Excerpts from location labeling data
* START *
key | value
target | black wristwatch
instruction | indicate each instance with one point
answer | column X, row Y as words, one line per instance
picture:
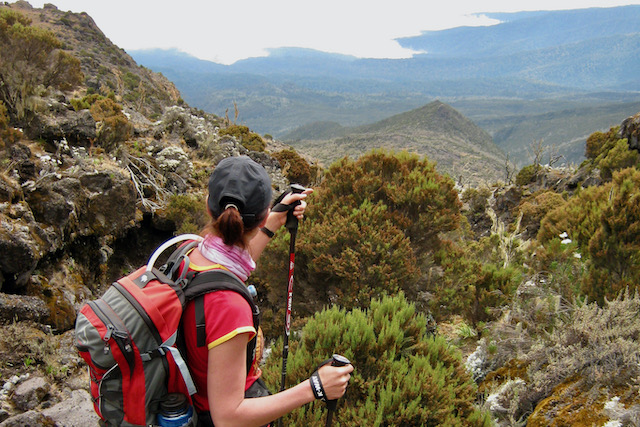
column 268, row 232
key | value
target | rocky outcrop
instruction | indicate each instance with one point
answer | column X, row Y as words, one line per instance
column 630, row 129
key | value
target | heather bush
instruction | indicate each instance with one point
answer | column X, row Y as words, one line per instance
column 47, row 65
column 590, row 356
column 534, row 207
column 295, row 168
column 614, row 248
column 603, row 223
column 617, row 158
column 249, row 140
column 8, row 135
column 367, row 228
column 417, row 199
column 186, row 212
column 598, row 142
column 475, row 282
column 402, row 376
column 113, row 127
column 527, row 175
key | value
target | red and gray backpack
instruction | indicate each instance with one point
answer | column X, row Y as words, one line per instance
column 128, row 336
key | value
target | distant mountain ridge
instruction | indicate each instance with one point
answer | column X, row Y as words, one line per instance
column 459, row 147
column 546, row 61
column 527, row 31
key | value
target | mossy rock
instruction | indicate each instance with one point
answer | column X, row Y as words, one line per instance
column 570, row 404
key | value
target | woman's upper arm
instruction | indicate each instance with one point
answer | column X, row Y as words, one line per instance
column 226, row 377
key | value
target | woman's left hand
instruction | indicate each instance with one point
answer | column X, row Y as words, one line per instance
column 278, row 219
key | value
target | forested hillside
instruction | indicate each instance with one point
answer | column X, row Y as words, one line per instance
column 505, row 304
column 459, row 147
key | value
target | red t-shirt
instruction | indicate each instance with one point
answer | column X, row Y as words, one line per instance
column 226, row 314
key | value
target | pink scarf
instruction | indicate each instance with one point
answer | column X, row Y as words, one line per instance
* END *
* START *
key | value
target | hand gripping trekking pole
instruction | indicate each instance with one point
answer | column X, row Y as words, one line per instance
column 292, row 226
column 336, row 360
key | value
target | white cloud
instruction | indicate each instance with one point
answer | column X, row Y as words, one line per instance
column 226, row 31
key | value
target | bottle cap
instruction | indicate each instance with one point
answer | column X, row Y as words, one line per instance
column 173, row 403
* END *
* START *
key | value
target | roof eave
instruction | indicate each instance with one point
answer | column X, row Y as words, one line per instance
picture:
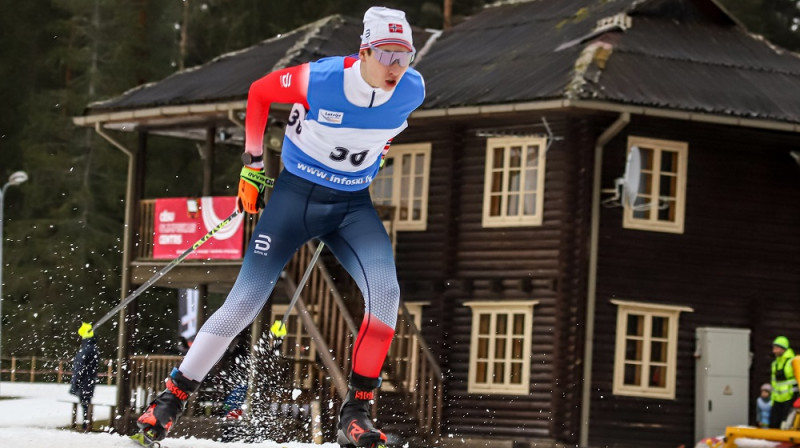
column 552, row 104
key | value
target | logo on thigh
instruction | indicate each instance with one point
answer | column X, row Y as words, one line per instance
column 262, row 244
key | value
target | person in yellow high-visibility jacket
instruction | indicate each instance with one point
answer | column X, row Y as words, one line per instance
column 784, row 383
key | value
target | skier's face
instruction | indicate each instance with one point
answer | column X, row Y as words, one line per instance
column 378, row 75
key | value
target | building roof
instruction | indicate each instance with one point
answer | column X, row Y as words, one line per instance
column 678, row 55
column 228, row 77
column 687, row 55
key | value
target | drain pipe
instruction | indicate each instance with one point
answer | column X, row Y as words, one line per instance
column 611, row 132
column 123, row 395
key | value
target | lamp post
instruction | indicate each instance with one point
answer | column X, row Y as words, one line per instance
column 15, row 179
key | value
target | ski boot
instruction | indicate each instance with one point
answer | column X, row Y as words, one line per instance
* END *
If you count case-sensitively, how many lines in the material above contain the string "hand"? Reply with the number alone.

- **Task answer**
2